↓↓↓

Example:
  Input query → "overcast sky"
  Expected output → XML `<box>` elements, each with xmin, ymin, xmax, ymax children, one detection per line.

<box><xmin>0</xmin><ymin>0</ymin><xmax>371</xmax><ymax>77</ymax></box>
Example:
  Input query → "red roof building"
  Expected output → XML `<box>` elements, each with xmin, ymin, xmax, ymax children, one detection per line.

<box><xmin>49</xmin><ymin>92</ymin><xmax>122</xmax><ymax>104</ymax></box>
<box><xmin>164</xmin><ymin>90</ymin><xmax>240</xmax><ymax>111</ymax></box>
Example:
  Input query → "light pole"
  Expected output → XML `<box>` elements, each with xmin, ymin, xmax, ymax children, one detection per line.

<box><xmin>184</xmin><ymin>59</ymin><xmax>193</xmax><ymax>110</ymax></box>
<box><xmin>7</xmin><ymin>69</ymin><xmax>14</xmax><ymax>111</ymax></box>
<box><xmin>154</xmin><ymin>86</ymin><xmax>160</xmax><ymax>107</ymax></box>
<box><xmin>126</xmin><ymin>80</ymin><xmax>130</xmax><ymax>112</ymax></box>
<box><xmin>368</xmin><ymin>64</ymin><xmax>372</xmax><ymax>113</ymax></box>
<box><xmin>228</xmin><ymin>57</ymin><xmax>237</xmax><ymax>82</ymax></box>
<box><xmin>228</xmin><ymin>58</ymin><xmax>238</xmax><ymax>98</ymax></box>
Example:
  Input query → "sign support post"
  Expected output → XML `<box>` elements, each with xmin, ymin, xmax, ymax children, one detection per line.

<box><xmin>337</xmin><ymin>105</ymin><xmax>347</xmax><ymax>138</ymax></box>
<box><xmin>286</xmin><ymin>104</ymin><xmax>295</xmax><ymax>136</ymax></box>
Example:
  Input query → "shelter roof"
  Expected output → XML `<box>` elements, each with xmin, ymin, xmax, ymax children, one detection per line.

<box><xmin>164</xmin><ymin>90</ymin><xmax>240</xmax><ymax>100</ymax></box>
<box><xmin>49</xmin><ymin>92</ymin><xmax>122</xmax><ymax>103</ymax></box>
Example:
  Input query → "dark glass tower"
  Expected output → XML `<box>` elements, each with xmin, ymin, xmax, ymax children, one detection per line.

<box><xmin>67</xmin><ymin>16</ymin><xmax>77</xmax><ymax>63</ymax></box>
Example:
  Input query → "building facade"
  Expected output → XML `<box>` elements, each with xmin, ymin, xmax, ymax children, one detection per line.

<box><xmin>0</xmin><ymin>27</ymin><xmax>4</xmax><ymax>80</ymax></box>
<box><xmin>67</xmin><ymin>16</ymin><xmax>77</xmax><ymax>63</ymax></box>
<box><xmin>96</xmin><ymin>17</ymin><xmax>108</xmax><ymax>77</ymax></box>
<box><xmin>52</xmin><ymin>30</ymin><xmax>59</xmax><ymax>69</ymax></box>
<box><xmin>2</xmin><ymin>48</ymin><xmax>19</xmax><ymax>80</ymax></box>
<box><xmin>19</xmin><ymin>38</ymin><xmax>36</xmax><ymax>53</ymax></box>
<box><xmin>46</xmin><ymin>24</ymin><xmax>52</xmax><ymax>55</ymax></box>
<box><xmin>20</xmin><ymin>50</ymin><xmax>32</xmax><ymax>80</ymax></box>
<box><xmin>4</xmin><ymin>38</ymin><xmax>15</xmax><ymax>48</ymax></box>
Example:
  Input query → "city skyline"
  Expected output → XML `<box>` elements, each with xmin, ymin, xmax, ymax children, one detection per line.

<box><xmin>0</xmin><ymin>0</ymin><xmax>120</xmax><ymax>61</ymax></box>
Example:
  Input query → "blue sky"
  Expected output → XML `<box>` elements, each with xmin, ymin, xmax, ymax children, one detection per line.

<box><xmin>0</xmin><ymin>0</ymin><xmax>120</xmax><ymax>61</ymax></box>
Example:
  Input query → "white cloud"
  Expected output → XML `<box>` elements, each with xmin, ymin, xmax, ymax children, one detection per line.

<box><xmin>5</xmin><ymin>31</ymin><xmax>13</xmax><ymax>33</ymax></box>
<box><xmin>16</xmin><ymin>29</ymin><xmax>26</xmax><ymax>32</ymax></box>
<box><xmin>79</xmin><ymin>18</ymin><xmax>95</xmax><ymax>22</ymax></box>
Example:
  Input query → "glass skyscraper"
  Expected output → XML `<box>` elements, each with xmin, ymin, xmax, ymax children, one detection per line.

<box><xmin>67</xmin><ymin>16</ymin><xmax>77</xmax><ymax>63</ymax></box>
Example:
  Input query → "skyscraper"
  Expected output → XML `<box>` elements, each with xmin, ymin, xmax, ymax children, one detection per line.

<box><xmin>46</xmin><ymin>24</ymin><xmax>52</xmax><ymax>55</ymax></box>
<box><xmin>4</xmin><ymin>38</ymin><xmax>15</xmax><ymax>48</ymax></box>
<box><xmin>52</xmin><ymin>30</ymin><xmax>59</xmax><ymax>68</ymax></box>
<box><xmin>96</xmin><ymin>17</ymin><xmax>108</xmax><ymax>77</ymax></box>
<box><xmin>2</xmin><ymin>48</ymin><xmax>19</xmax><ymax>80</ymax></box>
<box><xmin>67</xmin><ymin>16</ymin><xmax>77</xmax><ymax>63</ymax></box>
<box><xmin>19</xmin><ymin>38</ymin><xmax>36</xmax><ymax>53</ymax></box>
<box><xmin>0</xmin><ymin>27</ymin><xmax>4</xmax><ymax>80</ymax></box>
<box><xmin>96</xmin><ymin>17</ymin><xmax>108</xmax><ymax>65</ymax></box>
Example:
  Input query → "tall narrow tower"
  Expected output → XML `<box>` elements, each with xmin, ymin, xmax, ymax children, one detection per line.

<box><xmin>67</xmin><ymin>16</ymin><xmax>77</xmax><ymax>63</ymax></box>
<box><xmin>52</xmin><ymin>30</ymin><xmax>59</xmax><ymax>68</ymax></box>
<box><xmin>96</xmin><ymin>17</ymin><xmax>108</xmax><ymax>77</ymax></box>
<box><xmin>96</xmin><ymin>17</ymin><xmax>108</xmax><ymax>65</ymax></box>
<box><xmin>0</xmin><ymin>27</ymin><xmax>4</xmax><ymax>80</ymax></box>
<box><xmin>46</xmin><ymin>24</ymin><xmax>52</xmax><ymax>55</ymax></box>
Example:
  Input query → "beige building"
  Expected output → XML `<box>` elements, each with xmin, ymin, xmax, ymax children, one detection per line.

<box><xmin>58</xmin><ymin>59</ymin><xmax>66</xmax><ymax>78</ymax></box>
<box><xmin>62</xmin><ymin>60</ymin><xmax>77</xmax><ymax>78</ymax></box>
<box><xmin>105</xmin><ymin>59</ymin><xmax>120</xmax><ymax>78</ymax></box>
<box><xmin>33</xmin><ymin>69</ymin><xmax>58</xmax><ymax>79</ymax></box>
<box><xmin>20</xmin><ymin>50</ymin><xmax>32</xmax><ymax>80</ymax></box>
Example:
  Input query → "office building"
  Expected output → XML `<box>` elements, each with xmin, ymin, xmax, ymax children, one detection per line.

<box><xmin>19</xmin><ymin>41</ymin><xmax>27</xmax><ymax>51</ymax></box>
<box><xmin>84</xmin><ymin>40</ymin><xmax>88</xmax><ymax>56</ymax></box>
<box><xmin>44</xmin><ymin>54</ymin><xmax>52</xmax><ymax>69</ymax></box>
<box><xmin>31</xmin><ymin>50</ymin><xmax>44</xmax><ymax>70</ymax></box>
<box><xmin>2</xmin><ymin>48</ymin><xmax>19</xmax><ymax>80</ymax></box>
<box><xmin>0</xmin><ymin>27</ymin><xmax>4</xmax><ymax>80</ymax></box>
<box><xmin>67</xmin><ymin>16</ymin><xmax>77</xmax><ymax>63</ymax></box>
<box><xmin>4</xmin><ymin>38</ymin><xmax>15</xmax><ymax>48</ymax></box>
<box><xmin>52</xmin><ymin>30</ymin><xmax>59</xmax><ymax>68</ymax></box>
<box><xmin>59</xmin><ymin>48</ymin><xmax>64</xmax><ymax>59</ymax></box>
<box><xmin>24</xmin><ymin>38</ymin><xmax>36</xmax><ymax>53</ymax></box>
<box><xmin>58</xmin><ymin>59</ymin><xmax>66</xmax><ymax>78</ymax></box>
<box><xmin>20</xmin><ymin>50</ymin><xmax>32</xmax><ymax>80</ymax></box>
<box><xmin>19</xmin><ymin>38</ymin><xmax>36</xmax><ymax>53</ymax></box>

↑↑↑

● Prompt: Identify the lines above that contain the word "building", then copy them.

● Reply:
  Input query → "red roof building"
  Input query → "building facade"
  Input query → "beige building"
  Input query → "office building"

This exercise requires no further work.